__Request__. Please reproduce, character for character, only the lines from the one containing "the wooden privacy" through the end of the records.

__Data supplied__.

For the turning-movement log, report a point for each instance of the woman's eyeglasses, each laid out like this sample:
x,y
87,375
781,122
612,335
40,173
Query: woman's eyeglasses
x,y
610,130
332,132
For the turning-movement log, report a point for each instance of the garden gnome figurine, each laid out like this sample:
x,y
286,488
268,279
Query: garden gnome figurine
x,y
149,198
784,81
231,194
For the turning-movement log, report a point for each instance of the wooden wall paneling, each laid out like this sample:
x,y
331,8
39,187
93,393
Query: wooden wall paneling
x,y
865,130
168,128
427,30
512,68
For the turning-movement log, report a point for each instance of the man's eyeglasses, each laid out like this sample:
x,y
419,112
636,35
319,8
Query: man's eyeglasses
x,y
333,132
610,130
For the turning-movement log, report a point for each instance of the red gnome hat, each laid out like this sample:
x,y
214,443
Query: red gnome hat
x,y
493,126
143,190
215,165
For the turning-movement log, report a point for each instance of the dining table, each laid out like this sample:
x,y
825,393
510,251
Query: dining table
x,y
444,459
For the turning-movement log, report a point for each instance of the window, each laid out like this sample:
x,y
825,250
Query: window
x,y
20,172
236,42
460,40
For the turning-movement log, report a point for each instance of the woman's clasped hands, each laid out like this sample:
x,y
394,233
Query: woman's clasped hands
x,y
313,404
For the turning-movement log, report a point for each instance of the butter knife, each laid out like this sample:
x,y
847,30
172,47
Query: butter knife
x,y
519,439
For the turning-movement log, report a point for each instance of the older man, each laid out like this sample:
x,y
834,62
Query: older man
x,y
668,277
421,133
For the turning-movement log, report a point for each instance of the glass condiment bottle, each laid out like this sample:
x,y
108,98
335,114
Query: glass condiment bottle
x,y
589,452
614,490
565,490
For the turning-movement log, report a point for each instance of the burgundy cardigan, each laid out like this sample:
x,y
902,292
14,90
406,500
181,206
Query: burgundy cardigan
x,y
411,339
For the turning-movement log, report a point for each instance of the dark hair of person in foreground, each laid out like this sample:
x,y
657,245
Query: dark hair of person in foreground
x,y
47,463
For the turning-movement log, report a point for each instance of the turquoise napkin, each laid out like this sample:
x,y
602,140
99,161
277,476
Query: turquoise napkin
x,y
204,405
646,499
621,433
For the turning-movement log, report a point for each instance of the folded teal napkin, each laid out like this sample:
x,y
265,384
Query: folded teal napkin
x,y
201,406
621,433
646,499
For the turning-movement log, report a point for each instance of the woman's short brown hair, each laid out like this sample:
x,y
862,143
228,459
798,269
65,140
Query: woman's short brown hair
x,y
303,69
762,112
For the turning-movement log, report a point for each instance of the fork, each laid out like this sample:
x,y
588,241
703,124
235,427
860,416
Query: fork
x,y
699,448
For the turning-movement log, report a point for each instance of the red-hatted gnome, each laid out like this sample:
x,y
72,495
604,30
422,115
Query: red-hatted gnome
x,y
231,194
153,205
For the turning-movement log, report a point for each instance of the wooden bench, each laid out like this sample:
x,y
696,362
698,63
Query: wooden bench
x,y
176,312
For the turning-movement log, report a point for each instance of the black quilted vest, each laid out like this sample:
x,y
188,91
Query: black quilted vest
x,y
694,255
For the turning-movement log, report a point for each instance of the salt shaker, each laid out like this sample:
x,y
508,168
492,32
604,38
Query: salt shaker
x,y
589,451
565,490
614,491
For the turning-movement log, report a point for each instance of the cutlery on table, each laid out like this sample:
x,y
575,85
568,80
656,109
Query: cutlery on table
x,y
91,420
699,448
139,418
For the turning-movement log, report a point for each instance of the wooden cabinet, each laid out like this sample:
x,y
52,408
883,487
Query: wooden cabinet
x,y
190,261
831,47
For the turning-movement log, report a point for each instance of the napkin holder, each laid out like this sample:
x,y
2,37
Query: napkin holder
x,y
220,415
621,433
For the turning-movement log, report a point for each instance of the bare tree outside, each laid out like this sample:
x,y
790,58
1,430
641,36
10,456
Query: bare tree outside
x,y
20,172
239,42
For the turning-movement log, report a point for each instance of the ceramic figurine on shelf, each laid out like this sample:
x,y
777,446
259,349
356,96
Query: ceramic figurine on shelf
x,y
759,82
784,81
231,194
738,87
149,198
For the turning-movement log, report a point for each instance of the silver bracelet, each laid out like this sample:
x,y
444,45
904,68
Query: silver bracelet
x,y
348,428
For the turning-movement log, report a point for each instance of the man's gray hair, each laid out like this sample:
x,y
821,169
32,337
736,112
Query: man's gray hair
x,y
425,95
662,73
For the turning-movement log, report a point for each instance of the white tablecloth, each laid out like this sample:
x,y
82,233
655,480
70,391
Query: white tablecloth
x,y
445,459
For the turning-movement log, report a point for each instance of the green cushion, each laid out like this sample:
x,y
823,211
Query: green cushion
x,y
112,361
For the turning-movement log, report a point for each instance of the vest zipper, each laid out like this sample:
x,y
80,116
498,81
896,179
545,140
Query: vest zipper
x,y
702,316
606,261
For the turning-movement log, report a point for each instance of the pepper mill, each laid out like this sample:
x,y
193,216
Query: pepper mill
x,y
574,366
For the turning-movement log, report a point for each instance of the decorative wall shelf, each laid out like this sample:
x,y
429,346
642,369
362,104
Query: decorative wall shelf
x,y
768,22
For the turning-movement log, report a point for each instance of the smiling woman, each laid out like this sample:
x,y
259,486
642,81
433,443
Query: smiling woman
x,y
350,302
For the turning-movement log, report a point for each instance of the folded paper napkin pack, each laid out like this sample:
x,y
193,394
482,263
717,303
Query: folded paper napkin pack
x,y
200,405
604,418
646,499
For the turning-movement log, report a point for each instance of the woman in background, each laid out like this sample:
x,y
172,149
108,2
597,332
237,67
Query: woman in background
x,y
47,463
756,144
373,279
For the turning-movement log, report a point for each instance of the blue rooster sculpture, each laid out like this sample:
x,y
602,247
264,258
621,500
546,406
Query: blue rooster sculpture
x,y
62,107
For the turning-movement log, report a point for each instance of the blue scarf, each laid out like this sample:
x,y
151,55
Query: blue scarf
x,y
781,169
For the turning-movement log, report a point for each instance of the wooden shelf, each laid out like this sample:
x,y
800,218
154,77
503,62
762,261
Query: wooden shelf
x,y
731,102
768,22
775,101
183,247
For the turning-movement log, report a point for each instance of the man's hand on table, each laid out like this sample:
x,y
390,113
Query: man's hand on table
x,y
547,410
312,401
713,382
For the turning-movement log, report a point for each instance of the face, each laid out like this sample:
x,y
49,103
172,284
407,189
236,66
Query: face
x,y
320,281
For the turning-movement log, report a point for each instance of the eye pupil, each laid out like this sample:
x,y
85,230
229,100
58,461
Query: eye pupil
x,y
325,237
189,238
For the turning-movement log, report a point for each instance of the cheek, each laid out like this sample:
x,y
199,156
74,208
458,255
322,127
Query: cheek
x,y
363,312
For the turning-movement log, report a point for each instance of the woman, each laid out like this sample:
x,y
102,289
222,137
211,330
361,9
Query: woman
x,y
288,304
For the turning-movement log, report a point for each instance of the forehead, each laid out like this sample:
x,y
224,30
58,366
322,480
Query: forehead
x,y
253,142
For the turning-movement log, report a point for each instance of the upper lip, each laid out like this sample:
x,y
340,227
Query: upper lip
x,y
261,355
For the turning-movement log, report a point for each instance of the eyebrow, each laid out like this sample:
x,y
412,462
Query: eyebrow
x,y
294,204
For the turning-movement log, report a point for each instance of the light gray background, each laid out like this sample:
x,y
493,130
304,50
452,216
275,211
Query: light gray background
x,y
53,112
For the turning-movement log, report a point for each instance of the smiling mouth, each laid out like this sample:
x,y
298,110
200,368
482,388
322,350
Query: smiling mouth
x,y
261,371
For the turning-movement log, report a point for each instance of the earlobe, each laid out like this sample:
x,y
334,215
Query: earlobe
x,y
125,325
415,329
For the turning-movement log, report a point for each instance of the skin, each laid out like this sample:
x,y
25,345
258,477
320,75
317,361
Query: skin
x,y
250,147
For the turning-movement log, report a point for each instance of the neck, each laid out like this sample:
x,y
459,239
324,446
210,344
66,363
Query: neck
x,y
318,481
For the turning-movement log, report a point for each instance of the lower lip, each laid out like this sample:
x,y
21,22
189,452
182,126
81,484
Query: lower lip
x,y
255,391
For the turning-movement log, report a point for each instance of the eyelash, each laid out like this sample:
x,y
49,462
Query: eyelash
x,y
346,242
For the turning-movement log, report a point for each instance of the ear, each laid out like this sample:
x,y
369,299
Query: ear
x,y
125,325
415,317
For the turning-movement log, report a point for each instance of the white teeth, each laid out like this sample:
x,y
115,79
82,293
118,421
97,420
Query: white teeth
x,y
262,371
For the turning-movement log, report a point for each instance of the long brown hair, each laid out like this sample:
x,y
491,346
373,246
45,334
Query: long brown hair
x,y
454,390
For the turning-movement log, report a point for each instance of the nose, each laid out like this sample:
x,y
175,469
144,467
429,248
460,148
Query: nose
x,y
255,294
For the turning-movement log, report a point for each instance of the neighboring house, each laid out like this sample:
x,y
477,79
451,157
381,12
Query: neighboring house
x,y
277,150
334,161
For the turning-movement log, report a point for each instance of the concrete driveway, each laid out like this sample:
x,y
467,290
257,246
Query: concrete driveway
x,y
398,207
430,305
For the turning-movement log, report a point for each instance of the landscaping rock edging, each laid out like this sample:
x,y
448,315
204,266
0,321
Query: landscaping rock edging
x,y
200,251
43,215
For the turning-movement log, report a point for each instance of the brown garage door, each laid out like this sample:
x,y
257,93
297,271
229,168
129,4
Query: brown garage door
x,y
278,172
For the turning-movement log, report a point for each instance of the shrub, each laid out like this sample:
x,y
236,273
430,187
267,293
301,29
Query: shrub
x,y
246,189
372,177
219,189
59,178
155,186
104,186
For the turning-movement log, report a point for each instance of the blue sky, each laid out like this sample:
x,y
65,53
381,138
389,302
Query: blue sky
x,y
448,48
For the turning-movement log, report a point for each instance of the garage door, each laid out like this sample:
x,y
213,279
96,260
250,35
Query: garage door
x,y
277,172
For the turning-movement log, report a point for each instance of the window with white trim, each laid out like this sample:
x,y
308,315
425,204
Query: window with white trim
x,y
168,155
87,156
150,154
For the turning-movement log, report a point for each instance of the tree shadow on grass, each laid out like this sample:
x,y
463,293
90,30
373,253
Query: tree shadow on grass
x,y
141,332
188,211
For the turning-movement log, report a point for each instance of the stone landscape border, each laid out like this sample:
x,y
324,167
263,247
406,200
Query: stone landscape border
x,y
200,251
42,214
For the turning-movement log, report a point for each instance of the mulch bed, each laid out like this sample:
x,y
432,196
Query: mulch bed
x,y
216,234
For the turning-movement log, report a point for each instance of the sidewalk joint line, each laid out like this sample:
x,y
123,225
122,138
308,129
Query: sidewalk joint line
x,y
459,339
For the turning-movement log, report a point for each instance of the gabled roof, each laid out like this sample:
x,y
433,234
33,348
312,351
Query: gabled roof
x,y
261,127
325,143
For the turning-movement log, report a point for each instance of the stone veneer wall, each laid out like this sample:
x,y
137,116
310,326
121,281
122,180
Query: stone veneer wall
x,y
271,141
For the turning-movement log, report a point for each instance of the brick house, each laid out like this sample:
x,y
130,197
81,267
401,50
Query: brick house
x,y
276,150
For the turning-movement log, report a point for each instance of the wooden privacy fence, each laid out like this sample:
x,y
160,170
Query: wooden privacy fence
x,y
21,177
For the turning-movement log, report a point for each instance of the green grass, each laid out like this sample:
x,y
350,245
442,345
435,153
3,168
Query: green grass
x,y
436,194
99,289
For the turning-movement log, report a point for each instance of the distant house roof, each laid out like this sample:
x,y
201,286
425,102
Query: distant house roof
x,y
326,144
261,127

__Task response__.
For the turning-movement log, report a point for each instance of the wooden privacy fence, each laid out like this sample:
x,y
160,170
Query: wooden privacy fence
x,y
21,177
For the turning-movement log, report a point for each instance of the green grass, each laid out like this sample:
x,y
350,245
442,345
435,153
3,168
Query: green grass
x,y
436,194
99,289
For the turning-movement log, report a point for each instance of the distant house roof, each laid out like this sample:
x,y
201,286
425,102
Query: distant house roof
x,y
326,144
261,127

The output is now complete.